• **Exercise instructions**:
Reproduce the air cargo passage below word for word, beginning at the words "CBRE is managing" and stopping after the words "attracting considerable interest.".

• **Source extract**:
────────────────────
Shawn McWhorter, president of Nippon Cargo Airlines Americas, says many airlines no longer want to own cargo facilities and this clashes with the policies of some airports that have long-standing rules that only airlines can lease space on airport property. That puts airlines in a tough position, he says.
“Airports are having to become more accommodating to what the professional ground handlers want,” McWhorter says.
Dallas/Fort Worth International Airport is among the airports with good potential for cargo facility expansions, he says.
“Places like Dallas, where we just started operating, have a very good business model,” McWhorter says. “There is a lot of available real estate, and they are looking for more handling operations. As a big airline, I want a variable cost solution and want multiple options on who can handle my cargo at the airport. The role of the airport needs to be the enabler.”
Real estate services provider CBRE manages about a million square feet of airfreight cargo space around JFK. Frank Liggio, a CBRE vice president, says there is little vacancy at air cargo facilities around JFK with occupancy rates in the low to mid 90s. However, he says the end users are having difficulty making money.
“Most of the companies that are moving around are trying to upgrade their facilities to something of quality,” Liggio says. “Most of the people who operate at JFK are doing so with deficits or are flat. They are all trying to maximize their space and get the best floor area where they can get cargo in and out.”
CBRE is managing something rare: a new air cargo facility near JFK, which is opening during the first quarter of 2014. Not surprisingly, the 132,000-square-foot building is attracting considerable interest.
────────────────────
• **Recorded information**:
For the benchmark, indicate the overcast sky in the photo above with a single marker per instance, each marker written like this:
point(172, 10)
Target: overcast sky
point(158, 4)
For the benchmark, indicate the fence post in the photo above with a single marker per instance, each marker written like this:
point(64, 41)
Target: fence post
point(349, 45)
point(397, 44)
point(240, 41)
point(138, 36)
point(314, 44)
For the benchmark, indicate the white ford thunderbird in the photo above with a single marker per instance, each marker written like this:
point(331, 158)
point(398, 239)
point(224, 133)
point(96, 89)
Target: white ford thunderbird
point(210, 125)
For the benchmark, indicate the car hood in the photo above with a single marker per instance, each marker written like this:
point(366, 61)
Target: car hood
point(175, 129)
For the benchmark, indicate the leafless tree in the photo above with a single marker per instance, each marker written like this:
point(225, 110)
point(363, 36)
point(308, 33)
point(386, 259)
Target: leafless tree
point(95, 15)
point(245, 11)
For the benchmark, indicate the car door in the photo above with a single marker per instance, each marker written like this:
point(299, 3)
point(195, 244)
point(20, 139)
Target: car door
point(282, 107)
────────────────────
• **Result**:
CBRE is managing something rare: a new air cargo facility near JFK, which is opening during the first quarter of 2014. Not surprisingly, the 132,000-square-foot building is attracting considerable interest.